Could you continue the forum thread below about having multiple root passwords on FreeBSD, picking up after its final post?

--- Start Source excerpt ---

# multiple  root passwords



## kr651129 (Nov 26, 2012)

Can I make FreeBSD 9.0 have more than 1 root password?


----------



## DutchDaemon (Nov 26, 2012)

You can have one for root, and one for toor. That's it.


----------



## kpa (Nov 27, 2012)

You have multiple ways to login as the superuser,  login(1) from the console, su(1), ssh(1) etc. Each of them can have different credentials for login if you configure them to use pam(3) (by default they are) and configure them suitably using the configuration files in /etc/pam.d and PAM modules. My mini howto shows one way of adding ssh(1) public key authentication to su(1).

http://forums.freebsd.org/showthread.php?t=35645


----------



## Lorem-Ipsum (Nov 27, 2012)

Just to clarify, do you mean multiple passwords, each of which allow a user to log in as root, or the need for the user to enter multiple passwords to log in as root?

For the first case, it would be better to create individual user accounts in group wheel with sudo access. As to the second, just make your password longer.


----------



## TheDreamer (Nov 27, 2012)

You could also create a bunch of additionally root accounts.  Long before I started here, it was practice for each system administrator to have his or her own root account (initials + root) on all the machines in our datacenter.  When I started, it was being done on SunOS 4.x, Solaris 2.x and RHEL servers.  We now have FreeBSD servers that we support with this.  Though the RHEL servers do get confused by there being more than one root account.

--- End Source excerpt ---
--- Start Record extracts ---

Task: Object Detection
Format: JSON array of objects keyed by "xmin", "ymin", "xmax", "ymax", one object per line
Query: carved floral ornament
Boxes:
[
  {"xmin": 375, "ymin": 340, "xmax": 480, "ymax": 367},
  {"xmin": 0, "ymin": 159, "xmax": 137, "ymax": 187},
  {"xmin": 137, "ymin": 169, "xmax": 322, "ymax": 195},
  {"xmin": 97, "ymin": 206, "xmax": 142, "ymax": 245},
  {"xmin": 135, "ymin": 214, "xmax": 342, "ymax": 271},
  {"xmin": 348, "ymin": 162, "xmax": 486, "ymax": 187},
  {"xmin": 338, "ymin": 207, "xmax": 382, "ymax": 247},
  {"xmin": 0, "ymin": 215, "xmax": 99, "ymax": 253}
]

--- End Record extracts ---

**Result below:**
In some cases it has helped us determine which system administrator did what.

The Dreamer.


----------



## Speedy (Nov 27, 2012)

DutchDaemon said:
			
		

> You can have one for root, and one for toor. That's it.



What exactly keeps me from creating 0:0 accounts with different login names?


----------



## walko (Nov 27, 2012)

It's possible to create a user with useradd and then change it's id to 0 by doing vipw. You'll be able to login as toto and your server will treat you as root.

I think it's a very dangerous idea...


----------



## gqgunhed (Nov 27, 2012)

If not every admin of your system should be allowed _full_ access to the system, I think you should consider using something like security/sudo as mentioned above?

It allows to delegate specific tasks to groups or users, e.g. allowing only to restart the webserver. Maybe have at a look at it?


----------



## fluca1978 (Nov 28, 2012)

walko said:
			
		

> It's possible to create a user with useradd and then change it's id to 0 by doing vipw. You'll be able to login as toto and your server will treat you as root.
> 
> I think it's a very dangerous idea...



I believe it is very bad too! Also because the filesystem and other accounting tools will report the login name from the UID, so having two,three, four accounts with the UID 0 will make such tools reporting wrong information (file created by root1 is listed as root...). Use _sudo_ to accomplish the task.


----------



## vermaden (Nov 28, 2012)

Speedy said:
			
		

> What exactly keeps me from creating 0:0 accounts with different login names?



Nothing, You can have as many as You like.


----------



## andyzammy (Nov 28, 2012)

fluca1978 said:
			
		

> Use _sudo_ to accomplish the task.



I've seen people advising the use of sudo, and I've seen people advising to avoid sudo. Which should I do? I can only see it's advantages.

Sorry for the off topic. If this has already been discussed, please could someone link to it? Otherwise, I'll probably make a thread as I'd really like to get to the bottom of this.


----------



## fluca1978 (Nov 28, 2012)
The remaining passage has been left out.